### Instruction:
Count the lines in the listing that contain the word "wooden" and give only the number.
┌──
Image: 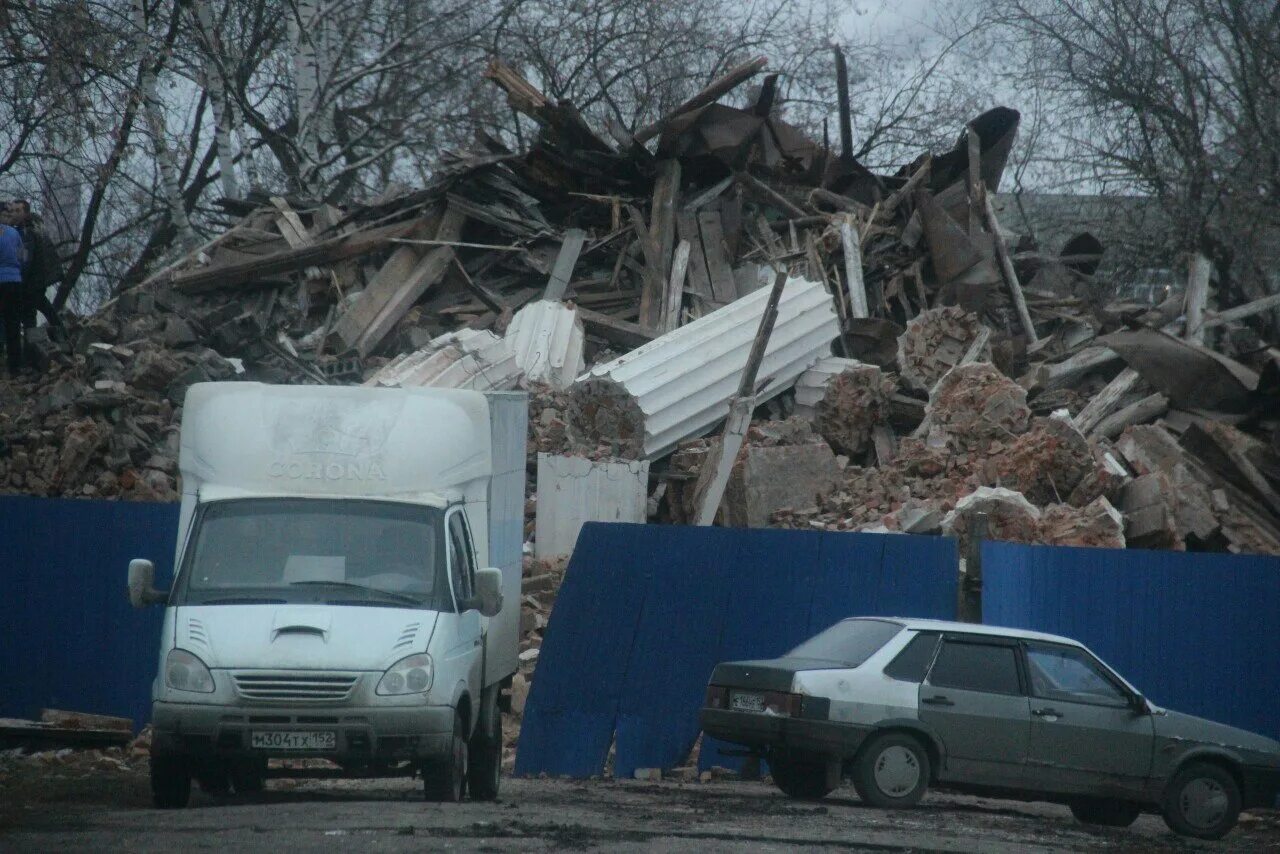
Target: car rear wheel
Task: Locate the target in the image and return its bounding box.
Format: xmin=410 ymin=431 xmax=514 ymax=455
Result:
xmin=422 ymin=714 xmax=467 ymax=803
xmin=1161 ymin=763 xmax=1240 ymax=839
xmin=854 ymin=732 xmax=931 ymax=809
xmin=769 ymin=753 xmax=835 ymax=800
xmin=1070 ymin=798 xmax=1142 ymax=827
xmin=467 ymin=689 xmax=502 ymax=800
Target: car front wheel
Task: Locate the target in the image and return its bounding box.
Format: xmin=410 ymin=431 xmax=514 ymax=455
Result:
xmin=1161 ymin=763 xmax=1240 ymax=839
xmin=1070 ymin=798 xmax=1142 ymax=827
xmin=769 ymin=754 xmax=833 ymax=800
xmin=854 ymin=732 xmax=931 ymax=809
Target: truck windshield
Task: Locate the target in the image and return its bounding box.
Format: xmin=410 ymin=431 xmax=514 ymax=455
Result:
xmin=179 ymin=498 xmax=453 ymax=609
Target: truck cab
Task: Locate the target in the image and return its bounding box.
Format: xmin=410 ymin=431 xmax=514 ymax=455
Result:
xmin=129 ymin=383 xmax=527 ymax=807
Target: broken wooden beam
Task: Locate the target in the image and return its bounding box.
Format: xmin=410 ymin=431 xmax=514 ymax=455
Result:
xmin=970 ymin=192 xmax=1039 ymax=344
xmin=543 ymin=228 xmax=586 ymax=300
xmin=170 ymin=219 xmax=421 ymax=293
xmin=635 ymin=56 xmax=768 ymax=142
xmin=334 ymin=207 xmax=466 ymax=356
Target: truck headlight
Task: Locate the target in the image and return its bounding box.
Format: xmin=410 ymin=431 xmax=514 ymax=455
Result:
xmin=378 ymin=653 xmax=435 ymax=697
xmin=164 ymin=649 xmax=214 ymax=694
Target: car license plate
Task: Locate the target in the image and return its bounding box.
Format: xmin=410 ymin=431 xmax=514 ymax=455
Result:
xmin=250 ymin=730 xmax=338 ymax=750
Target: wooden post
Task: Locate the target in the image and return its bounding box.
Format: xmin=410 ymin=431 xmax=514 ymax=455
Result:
xmin=1183 ymin=252 xmax=1213 ymax=344
xmin=692 ymin=269 xmax=787 ymax=526
xmin=957 ymin=513 xmax=987 ymax=622
xmin=982 ymin=193 xmax=1039 ymax=344
xmin=659 ymin=241 xmax=689 ymax=333
xmin=543 ymin=228 xmax=586 ymax=300
xmin=840 ymin=216 xmax=872 ymax=318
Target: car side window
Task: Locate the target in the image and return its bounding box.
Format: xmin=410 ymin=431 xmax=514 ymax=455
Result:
xmin=449 ymin=512 xmax=476 ymax=603
xmin=884 ymin=632 xmax=938 ymax=682
xmin=929 ymin=638 xmax=1023 ymax=695
xmin=1027 ymin=644 xmax=1129 ymax=707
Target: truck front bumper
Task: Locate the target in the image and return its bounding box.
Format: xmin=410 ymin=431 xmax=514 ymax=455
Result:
xmin=151 ymin=702 xmax=453 ymax=764
xmin=700 ymin=708 xmax=870 ymax=759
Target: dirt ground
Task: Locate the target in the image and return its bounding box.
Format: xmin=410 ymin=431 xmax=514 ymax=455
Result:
xmin=0 ymin=757 xmax=1280 ymax=854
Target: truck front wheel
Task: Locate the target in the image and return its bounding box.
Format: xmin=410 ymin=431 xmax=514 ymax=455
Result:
xmin=467 ymin=686 xmax=502 ymax=800
xmin=422 ymin=713 xmax=467 ymax=803
xmin=151 ymin=754 xmax=191 ymax=809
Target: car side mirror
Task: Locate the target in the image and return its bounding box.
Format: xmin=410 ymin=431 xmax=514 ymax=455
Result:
xmin=472 ymin=566 xmax=502 ymax=617
xmin=129 ymin=560 xmax=169 ymax=608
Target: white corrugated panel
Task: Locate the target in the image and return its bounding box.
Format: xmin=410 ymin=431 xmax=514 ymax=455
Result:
xmin=365 ymin=329 xmax=522 ymax=392
xmin=506 ymin=300 xmax=586 ymax=388
xmin=534 ymin=453 xmax=649 ymax=557
xmin=577 ymin=278 xmax=840 ymax=460
xmin=795 ymin=356 xmax=864 ymax=419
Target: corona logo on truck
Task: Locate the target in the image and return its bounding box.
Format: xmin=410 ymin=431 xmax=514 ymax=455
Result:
xmin=266 ymin=401 xmax=399 ymax=481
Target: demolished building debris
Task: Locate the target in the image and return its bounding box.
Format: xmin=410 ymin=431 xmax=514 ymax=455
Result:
xmin=0 ymin=59 xmax=1280 ymax=554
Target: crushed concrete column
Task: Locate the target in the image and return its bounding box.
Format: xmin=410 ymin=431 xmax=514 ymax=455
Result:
xmin=534 ymin=453 xmax=649 ymax=558
xmin=1039 ymin=498 xmax=1125 ymax=548
xmin=922 ymin=362 xmax=1030 ymax=455
xmin=988 ymin=416 xmax=1110 ymax=507
xmin=568 ymin=278 xmax=838 ymax=460
xmin=897 ymin=306 xmax=991 ymax=392
xmin=942 ymin=487 xmax=1041 ymax=554
xmin=506 ymin=300 xmax=586 ymax=389
xmin=365 ymin=329 xmax=522 ymax=392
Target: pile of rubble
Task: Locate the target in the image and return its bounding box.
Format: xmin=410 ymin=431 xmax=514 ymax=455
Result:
xmin=0 ymin=59 xmax=1280 ymax=560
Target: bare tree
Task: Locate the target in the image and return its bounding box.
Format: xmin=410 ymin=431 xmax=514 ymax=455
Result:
xmin=995 ymin=0 xmax=1280 ymax=313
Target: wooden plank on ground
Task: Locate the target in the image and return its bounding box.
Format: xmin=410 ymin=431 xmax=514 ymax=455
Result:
xmin=170 ymin=222 xmax=416 ymax=293
xmin=337 ymin=207 xmax=466 ymax=356
xmin=577 ymin=306 xmax=657 ymax=350
xmin=543 ymin=228 xmax=586 ymax=300
xmin=698 ymin=210 xmax=737 ymax=305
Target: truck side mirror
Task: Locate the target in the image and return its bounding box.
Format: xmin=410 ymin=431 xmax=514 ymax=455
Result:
xmin=129 ymin=560 xmax=169 ymax=608
xmin=475 ymin=566 xmax=502 ymax=617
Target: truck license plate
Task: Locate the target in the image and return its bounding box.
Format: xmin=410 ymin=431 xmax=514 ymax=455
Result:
xmin=250 ymin=730 xmax=338 ymax=750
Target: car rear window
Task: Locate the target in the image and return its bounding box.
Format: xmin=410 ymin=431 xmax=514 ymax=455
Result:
xmin=929 ymin=640 xmax=1023 ymax=694
xmin=787 ymin=620 xmax=902 ymax=667
xmin=884 ymin=632 xmax=938 ymax=682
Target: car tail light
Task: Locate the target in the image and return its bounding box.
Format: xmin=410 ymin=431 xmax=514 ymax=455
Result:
xmin=764 ymin=691 xmax=804 ymax=717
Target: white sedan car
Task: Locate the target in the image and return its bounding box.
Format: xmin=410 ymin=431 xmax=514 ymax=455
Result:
xmin=701 ymin=617 xmax=1280 ymax=839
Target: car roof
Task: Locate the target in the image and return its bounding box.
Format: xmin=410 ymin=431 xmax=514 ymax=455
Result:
xmin=849 ymin=617 xmax=1084 ymax=647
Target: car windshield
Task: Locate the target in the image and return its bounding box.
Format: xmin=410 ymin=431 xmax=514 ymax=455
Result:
xmin=179 ymin=498 xmax=452 ymax=609
xmin=787 ymin=620 xmax=902 ymax=667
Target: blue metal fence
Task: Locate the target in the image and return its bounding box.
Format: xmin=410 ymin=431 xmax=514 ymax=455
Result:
xmin=982 ymin=543 xmax=1280 ymax=737
xmin=516 ymin=524 xmax=956 ymax=777
xmin=0 ymin=497 xmax=178 ymax=726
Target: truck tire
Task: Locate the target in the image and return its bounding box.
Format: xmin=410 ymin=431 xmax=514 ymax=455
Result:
xmin=854 ymin=732 xmax=931 ymax=809
xmin=1160 ymin=762 xmax=1240 ymax=839
xmin=467 ymin=686 xmax=502 ymax=800
xmin=422 ymin=713 xmax=467 ymax=804
xmin=769 ymin=754 xmax=833 ymax=800
xmin=151 ymin=754 xmax=191 ymax=809
xmin=1069 ymin=798 xmax=1142 ymax=827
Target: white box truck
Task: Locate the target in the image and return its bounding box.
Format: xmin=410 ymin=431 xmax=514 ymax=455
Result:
xmin=128 ymin=383 xmax=527 ymax=808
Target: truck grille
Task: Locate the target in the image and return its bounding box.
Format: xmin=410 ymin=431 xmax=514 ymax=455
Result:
xmin=232 ymin=673 xmax=360 ymax=703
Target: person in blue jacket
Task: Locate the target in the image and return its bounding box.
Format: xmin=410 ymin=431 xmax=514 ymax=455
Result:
xmin=0 ymin=206 xmax=26 ymax=376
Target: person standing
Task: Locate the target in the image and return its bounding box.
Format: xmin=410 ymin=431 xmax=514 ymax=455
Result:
xmin=0 ymin=207 xmax=26 ymax=376
xmin=9 ymin=198 xmax=63 ymax=333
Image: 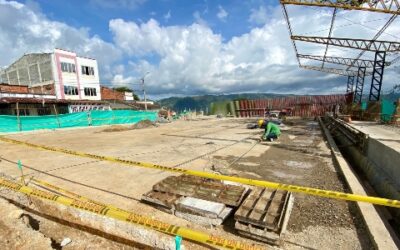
└──
### Written reply:
3